SOURCE DOCUMENT:
[Start of Attachment]
T393 pseudophosphorylation of β-catenin affects Axin binding but not E-cadherin binding. A: HEK293T cells were transfected with 393A and 393D myc-β-catenin either alone or with E-cadherin. Twenty-four hours after transfection, cells were starved in medium containing 0.5% FBS for 4 h. Anti-c-myc (upper panel) and anti-E-cadherin (lower panel) were used for immunoprecipitation from the cell extracts from the transfected cells. Anti-HA antibody was used for mock IP. B: Histogram representing quantitation from three experiments shows that E-cadherin bind to 393D and 393A myc-β-catenin with equal affinity. C: HEK293T cells were transfected with 393A or 393D myc-β-catenin either alone or with HA-XAxin. Twenty-four hours after transfection, cells were starved in medium containing 0.5% FBS. Anti-HA (upper panel) and anti-c-myc (middle panel) antibodies were used for immunoprecipitations from the cell extracts; anti-FLAG antibody was used for mock IP. This was followed by immunoblot with indicated antibodies. Expression levels of exogenous proteins are shown in the lower panel (input). D: Histograms representing quantitation from three independent experiments: (left) relative myc-β-catenin coimmunoprecipitated by HA-XAxin (the ratio between 393A myc-β-catenin and HA-XAxin was normalized to 1), and (right) relative HA-XAxin coimmunoprecipitated by myc-β-catenin (the ratio between HA-XAxin and 393A myc-β-catenin was normalized to 1). Apparent protein molecular weights are shown in italics.
[End of Attachment]
PROVIDED INFORMATION:
[Start of Attachment]
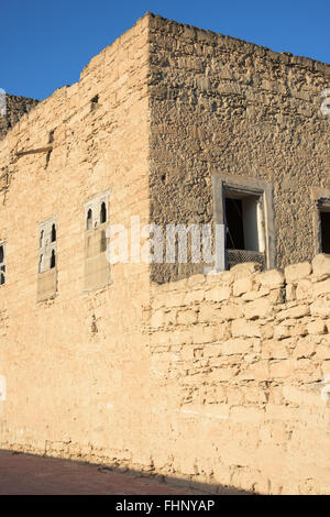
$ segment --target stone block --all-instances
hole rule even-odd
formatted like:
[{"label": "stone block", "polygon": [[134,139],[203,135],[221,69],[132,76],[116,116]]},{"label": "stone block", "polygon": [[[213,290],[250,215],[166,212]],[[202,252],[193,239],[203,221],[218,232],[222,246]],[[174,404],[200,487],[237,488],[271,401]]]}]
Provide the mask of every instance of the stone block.
[{"label": "stone block", "polygon": [[285,279],[286,282],[293,283],[297,282],[300,278],[305,278],[306,276],[310,275],[311,273],[311,265],[309,262],[300,262],[299,264],[292,264],[284,270]]}]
[End of Attachment]
Can you pick up the figure legend on T393 pseudophosphorylation of β-catenin and continue it past its final sentence about apparent molecular weights in italics?

TASK RESPONSE:
Fig. 5

Reduced regulation of T393 pseudophosphorylated β-catenin by Axin in vivo: Ectopic axis induction by 393D β-catenin is not affected by Axin. Two nanograms of mRNAs for 393A or 393D myc-β-catenin were ventrally injected in Xenopus laevis embryos with or without 1.2 ng of HA-XAxin coinjection. A: Vegetal view of stage 10.5 embryos showing endogenous (white arrowhead) and ectopic (black arrowhead) blastopore lips. The endogenous blastopore lip, dorsally located (D), is to the right; and ectopic blastopore lip, ventrally located (V), is to the left in all frames. B: Lateral view of embryos shown at stage 38. Note that both 393A and 393D induce an ectopic axis (indicated with lines). Top panels, HA-XAxin alone does not induce an ectopic axis. Middle panels, HA-XAxin prevents induction of an ectopic axis by 393A. Lower panels, HA-XAxin does not affect the formation of an ectopic axis induced by 393D. Some embryos injected with HA-XAxin were ventralized (top and middle panels on the right column), as observed by other researchers [Fukui et al., 2000] and in rescue experiments of other Wnt components [Zeng et al., 1997]. C: Histogram showing pooled data from four independent experiments. Embryos were categorized and scored as described in Materials and Methods. LacZ mRNA-injected and uninjected controls (ctrl) are included. Numbers on the X-axis reflect number of embryos in each treatment. Asterisk (*) indicates P < 0.05.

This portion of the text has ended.